Figure 3. John Leguizamo in a scene from the one-man Off-Broadway play Spic-O-Rama. (New York, Billy Rose Theatre Division, The New York Public Library. digitalcollections.nypl.org/items/2f24bed0-65c3-0131-e030-58d385a7bbd0)

British shape-shifter Tracey Ullman goes even further with her over-the-top send-ups that replicate not only the voices but also exact character likenesses, thanks to prosthetic makeup that creates thrilling theatrical deepfakes. She becomes spitting images of Angela Merkel, Theresa May, and a wickedly spot-on capriciously uncouth Camilla Parker Bowles, as well as an obstreperously deceitful Judi Dench, hilariously caught shoplifting but excused after being recognized as a National Treasure. Ullman also deftly portrayed Asian and Black characters—for which she received criticism and has since apologized (O’Dornan Reference O’Dornan2024)—including playing Sheneesha Turner, a mischievously aggressive airline screener, a performance that attempted to jettison racial stereotyping. If performers can genderbend, why can’t they also be challenged by interracial roles (Sistasasy 2011)?

WWII medical advances and increased understanding of gender dysphoria set the stage for unprecedented performativity breakthroughs. In 1946 Sir Harold Gillies, a British pioneering surgeon who reconstructed soldiers’ catastrophic war injuries, transformed Laura Dillon into Michael Dillon. In 1952, Christine Jorgensen’s sex change exploded in screaming headlines: “EX-GI BECOMES BLOND BOMBSHELL”—flabbergasting an incredulous public. So new and revolutionary was the idea of changing sex, meaning gender, that when Jimmy Durante caught Jorgensen’s nightclub act he told her she wouldn’t get any laughs for the first 15 minutes because people would just be looking her over (Jorgensen Reference Jorgensen1957). Singer Bobby Darin, also an accomplished impersonator, pretends he’s Durante in his 1962 TV special, then gets interrupted by the real McCoy, who exuberantly joins the hijinks. A prominent ophthalmological surgeon underwent gender affirming surgery in 1975, transitioning into tennis champ Renée Richards. More recently, Caitlyn Jenner came out as a trans woman at the 2016 ESPN Awards ceremony in a sleek, form-fitting, floor-length, white Versace gown before a packed audience of family, celebrities, and incredulous wide-eyed athletes. All three may be considered pioneering “gendernauts” who have written revealing and eloquently informative autobiographies.

■ Stored data:

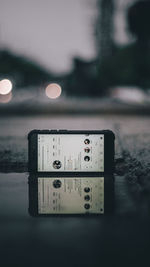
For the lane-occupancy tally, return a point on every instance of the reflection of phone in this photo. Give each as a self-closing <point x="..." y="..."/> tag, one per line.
<point x="70" y="195"/>
<point x="67" y="152"/>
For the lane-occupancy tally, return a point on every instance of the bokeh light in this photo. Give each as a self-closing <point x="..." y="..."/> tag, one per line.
<point x="53" y="90"/>
<point x="5" y="98"/>
<point x="5" y="87"/>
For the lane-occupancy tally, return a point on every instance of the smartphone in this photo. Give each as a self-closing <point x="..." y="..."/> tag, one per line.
<point x="70" y="195"/>
<point x="67" y="152"/>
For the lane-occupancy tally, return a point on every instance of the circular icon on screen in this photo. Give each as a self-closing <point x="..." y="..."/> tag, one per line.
<point x="57" y="183"/>
<point x="86" y="158"/>
<point x="86" y="141"/>
<point x="57" y="164"/>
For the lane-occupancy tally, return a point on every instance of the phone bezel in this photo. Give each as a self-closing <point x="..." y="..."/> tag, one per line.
<point x="108" y="151"/>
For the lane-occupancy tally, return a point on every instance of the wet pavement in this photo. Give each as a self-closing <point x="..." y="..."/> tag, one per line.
<point x="119" y="239"/>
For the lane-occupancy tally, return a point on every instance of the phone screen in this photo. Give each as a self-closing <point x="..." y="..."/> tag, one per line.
<point x="71" y="152"/>
<point x="70" y="195"/>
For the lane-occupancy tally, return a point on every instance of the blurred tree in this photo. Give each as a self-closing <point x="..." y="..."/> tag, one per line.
<point x="104" y="29"/>
<point x="130" y="65"/>
<point x="22" y="70"/>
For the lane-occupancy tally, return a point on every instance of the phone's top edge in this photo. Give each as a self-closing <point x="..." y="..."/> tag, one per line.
<point x="53" y="131"/>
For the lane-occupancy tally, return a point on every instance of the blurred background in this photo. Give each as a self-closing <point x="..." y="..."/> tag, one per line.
<point x="75" y="64"/>
<point x="94" y="49"/>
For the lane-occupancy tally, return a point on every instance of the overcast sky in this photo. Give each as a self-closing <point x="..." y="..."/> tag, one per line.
<point x="51" y="32"/>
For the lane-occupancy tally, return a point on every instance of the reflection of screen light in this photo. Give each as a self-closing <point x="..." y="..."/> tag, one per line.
<point x="5" y="87"/>
<point x="5" y="98"/>
<point x="53" y="90"/>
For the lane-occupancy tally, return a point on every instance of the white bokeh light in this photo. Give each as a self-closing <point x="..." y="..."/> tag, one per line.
<point x="53" y="90"/>
<point x="5" y="87"/>
<point x="5" y="98"/>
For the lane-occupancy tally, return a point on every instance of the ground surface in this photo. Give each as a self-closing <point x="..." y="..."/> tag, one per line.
<point x="118" y="240"/>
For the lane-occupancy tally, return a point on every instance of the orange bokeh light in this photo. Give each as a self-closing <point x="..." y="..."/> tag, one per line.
<point x="5" y="98"/>
<point x="53" y="90"/>
<point x="5" y="87"/>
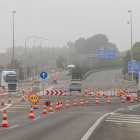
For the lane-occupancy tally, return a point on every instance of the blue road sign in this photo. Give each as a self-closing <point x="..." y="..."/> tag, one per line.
<point x="135" y="67"/>
<point x="111" y="53"/>
<point x="43" y="75"/>
<point x="102" y="53"/>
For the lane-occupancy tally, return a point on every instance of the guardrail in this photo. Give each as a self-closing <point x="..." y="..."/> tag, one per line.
<point x="94" y="71"/>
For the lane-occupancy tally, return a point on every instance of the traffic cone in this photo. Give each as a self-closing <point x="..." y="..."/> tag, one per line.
<point x="57" y="107"/>
<point x="114" y="94"/>
<point x="81" y="103"/>
<point x="137" y="98"/>
<point x="9" y="101"/>
<point x="108" y="100"/>
<point x="75" y="102"/>
<point x="67" y="104"/>
<point x="82" y="94"/>
<point x="4" y="122"/>
<point x="2" y="103"/>
<point x="50" y="108"/>
<point x="44" y="110"/>
<point x="77" y="93"/>
<point x="31" y="113"/>
<point x="60" y="105"/>
<point x="86" y="101"/>
<point x="97" y="102"/>
<point x="35" y="107"/>
<point x="23" y="97"/>
<point x="106" y="95"/>
<point x="132" y="99"/>
<point x="123" y="99"/>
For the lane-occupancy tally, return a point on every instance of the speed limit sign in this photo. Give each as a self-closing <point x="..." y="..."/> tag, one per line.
<point x="34" y="98"/>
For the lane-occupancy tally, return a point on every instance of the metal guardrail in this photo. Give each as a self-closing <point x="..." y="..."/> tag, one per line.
<point x="94" y="71"/>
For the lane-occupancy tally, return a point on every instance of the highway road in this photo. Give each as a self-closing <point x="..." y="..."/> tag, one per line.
<point x="114" y="121"/>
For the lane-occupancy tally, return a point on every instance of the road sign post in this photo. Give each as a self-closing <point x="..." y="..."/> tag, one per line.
<point x="135" y="67"/>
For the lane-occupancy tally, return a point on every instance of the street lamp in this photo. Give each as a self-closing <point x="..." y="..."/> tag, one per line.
<point x="26" y="59"/>
<point x="131" y="45"/>
<point x="34" y="54"/>
<point x="13" y="12"/>
<point x="40" y="51"/>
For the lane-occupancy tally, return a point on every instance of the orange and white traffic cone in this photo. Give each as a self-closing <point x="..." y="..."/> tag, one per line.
<point x="81" y="103"/>
<point x="106" y="95"/>
<point x="2" y="103"/>
<point x="82" y="94"/>
<point x="97" y="102"/>
<point x="77" y="93"/>
<point x="137" y="98"/>
<point x="57" y="107"/>
<point x="50" y="108"/>
<point x="108" y="100"/>
<point x="132" y="99"/>
<point x="60" y="105"/>
<point x="67" y="103"/>
<point x="9" y="101"/>
<point x="35" y="107"/>
<point x="31" y="113"/>
<point x="123" y="99"/>
<point x="4" y="122"/>
<point x="75" y="102"/>
<point x="86" y="101"/>
<point x="44" y="109"/>
<point x="23" y="97"/>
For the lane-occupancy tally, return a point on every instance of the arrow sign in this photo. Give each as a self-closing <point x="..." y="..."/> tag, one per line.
<point x="43" y="75"/>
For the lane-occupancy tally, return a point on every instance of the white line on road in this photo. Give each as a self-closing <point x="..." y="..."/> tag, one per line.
<point x="36" y="118"/>
<point x="89" y="132"/>
<point x="12" y="126"/>
<point x="6" y="107"/>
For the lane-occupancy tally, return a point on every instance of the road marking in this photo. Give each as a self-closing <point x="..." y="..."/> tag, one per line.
<point x="12" y="126"/>
<point x="36" y="118"/>
<point x="6" y="107"/>
<point x="114" y="76"/>
<point x="89" y="132"/>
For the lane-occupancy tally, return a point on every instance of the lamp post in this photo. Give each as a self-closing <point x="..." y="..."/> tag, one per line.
<point x="34" y="54"/>
<point x="25" y="58"/>
<point x="40" y="51"/>
<point x="13" y="58"/>
<point x="131" y="44"/>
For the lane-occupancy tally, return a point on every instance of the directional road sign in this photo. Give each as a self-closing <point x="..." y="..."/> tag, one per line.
<point x="111" y="53"/>
<point x="102" y="53"/>
<point x="43" y="75"/>
<point x="135" y="67"/>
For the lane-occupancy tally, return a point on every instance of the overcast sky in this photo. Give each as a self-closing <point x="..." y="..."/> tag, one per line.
<point x="68" y="20"/>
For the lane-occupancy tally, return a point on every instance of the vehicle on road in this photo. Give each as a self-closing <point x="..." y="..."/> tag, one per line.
<point x="69" y="69"/>
<point x="75" y="85"/>
<point x="9" y="80"/>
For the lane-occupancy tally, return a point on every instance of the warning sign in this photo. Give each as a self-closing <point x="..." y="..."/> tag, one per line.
<point x="120" y="91"/>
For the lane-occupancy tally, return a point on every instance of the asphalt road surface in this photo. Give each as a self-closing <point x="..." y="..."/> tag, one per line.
<point x="114" y="121"/>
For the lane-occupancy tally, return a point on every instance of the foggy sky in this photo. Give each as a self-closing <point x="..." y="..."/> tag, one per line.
<point x="68" y="20"/>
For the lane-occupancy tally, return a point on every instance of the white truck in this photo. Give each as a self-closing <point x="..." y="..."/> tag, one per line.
<point x="9" y="80"/>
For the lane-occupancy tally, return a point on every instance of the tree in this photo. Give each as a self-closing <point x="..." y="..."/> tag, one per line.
<point x="59" y="61"/>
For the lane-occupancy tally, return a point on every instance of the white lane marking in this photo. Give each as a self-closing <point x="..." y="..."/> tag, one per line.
<point x="114" y="76"/>
<point x="89" y="132"/>
<point x="122" y="121"/>
<point x="12" y="126"/>
<point x="36" y="118"/>
<point x="6" y="107"/>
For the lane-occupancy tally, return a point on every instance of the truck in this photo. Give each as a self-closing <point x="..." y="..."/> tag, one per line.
<point x="9" y="80"/>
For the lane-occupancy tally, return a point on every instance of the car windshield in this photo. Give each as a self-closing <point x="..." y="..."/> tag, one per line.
<point x="70" y="68"/>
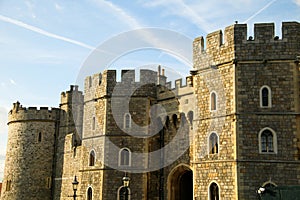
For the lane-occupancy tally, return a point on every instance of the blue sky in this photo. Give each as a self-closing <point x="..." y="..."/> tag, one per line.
<point x="43" y="44"/>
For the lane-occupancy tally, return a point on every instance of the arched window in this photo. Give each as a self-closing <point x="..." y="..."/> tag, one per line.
<point x="213" y="142"/>
<point x="94" y="123"/>
<point x="167" y="123"/>
<point x="175" y="120"/>
<point x="124" y="157"/>
<point x="92" y="158"/>
<point x="182" y="120"/>
<point x="213" y="101"/>
<point x="127" y="120"/>
<point x="124" y="193"/>
<point x="90" y="194"/>
<point x="191" y="117"/>
<point x="265" y="96"/>
<point x="40" y="137"/>
<point x="214" y="193"/>
<point x="267" y="141"/>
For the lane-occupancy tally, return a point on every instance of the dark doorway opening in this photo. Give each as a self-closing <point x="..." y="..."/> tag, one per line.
<point x="180" y="184"/>
<point x="186" y="186"/>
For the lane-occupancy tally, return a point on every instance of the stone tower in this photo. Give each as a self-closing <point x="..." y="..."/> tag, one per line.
<point x="232" y="128"/>
<point x="30" y="153"/>
<point x="247" y="92"/>
<point x="68" y="143"/>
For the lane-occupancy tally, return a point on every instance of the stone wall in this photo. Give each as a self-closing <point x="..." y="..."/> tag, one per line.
<point x="30" y="153"/>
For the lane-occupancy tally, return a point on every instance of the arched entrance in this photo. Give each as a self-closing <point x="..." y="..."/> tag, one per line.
<point x="180" y="183"/>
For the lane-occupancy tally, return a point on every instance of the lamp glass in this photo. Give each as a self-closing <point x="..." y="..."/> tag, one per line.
<point x="75" y="183"/>
<point x="126" y="181"/>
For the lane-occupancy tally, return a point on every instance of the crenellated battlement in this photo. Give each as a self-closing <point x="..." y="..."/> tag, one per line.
<point x="71" y="96"/>
<point x="20" y="113"/>
<point x="103" y="84"/>
<point x="235" y="44"/>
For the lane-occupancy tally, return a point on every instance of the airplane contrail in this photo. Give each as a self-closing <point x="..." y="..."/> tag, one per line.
<point x="43" y="32"/>
<point x="258" y="12"/>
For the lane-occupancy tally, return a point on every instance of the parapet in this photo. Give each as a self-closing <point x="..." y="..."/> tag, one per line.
<point x="72" y="96"/>
<point x="20" y="113"/>
<point x="222" y="47"/>
<point x="103" y="84"/>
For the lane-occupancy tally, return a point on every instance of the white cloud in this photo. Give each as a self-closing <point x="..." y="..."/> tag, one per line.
<point x="58" y="7"/>
<point x="43" y="32"/>
<point x="297" y="2"/>
<point x="3" y="120"/>
<point x="261" y="10"/>
<point x="124" y="16"/>
<point x="12" y="82"/>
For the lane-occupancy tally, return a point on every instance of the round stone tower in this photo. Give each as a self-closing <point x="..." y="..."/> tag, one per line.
<point x="29" y="154"/>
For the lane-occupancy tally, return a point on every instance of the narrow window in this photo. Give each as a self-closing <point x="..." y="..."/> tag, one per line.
<point x="90" y="194"/>
<point x="92" y="158"/>
<point x="267" y="141"/>
<point x="191" y="117"/>
<point x="213" y="143"/>
<point x="48" y="182"/>
<point x="94" y="123"/>
<point x="124" y="157"/>
<point x="265" y="97"/>
<point x="214" y="192"/>
<point x="174" y="118"/>
<point x="124" y="193"/>
<point x="90" y="81"/>
<point x="40" y="137"/>
<point x="8" y="185"/>
<point x="168" y="122"/>
<point x="182" y="120"/>
<point x="213" y="101"/>
<point x="127" y="120"/>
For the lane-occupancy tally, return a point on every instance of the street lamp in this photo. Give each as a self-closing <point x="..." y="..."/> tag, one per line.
<point x="126" y="181"/>
<point x="75" y="184"/>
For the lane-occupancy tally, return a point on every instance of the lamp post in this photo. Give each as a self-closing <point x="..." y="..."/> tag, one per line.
<point x="75" y="184"/>
<point x="125" y="190"/>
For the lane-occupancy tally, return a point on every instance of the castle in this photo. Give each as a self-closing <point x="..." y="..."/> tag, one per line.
<point x="232" y="128"/>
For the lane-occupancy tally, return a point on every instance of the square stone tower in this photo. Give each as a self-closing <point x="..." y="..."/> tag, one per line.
<point x="247" y="92"/>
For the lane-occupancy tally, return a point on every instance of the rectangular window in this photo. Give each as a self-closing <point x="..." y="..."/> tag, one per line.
<point x="48" y="182"/>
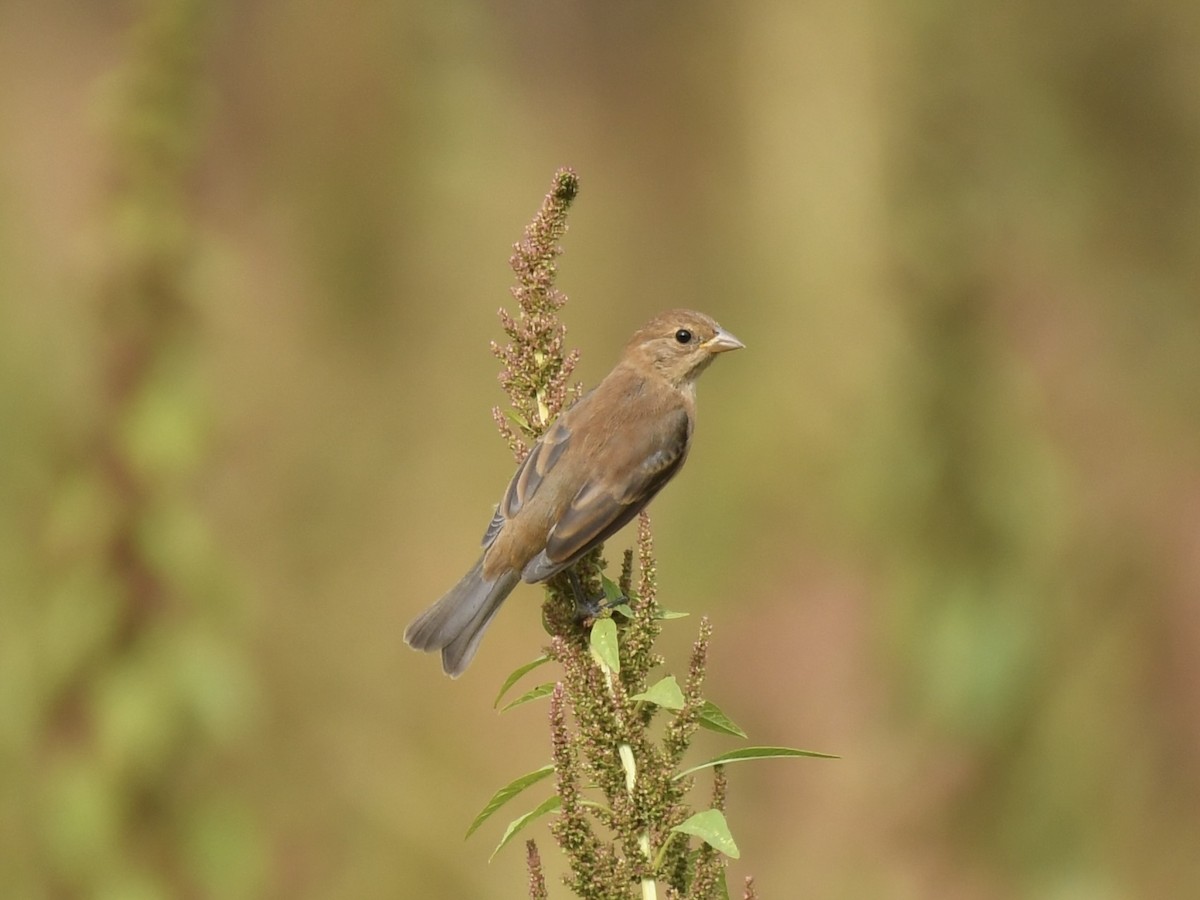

■ Apply what you read:
1. Rename "Judi Dench" as "Helen Mirren" in the stretch of the passage on impersonation and gender from "British shape-shifter Tracey" through "roles (Sistasasy 2011)?".
2. According to the passage on impersonation and gender, in what year did Christine Jorgensen's sex change make headlines?
The data is not needed for what follows.

■ Answers per task:
1.
British shape-shifter Tracey Ullman goes even further with her over-the-top send-ups that replicate not only the voices but also exact character likenesses, thanks to prosthetic makeup that creates thrilling theatrical deepfakes. She becomes spitting images of Angela Merkel, Theresa May, and a wickedly spot-on capriciously uncouth Camilla Parker Bowles, as well as an obstreperously deceitful Helen Mirren, hilariously caught shoplifting but excused after being recognized as a National Treasure. Ullman also deftly portrayed Asian and Black characters—for which she received criticism and has since apologized (O’Dornan Reference O’Dornan2024)—including playing Sheneesha Turner, a mischievously aggressive airline screener, a performance that attempted to jettison racial stereotyping. If performers can genderbend, why can’t they also be challenged by interracial roles (Sistasasy 2011)?

2. It made headlines in 1952.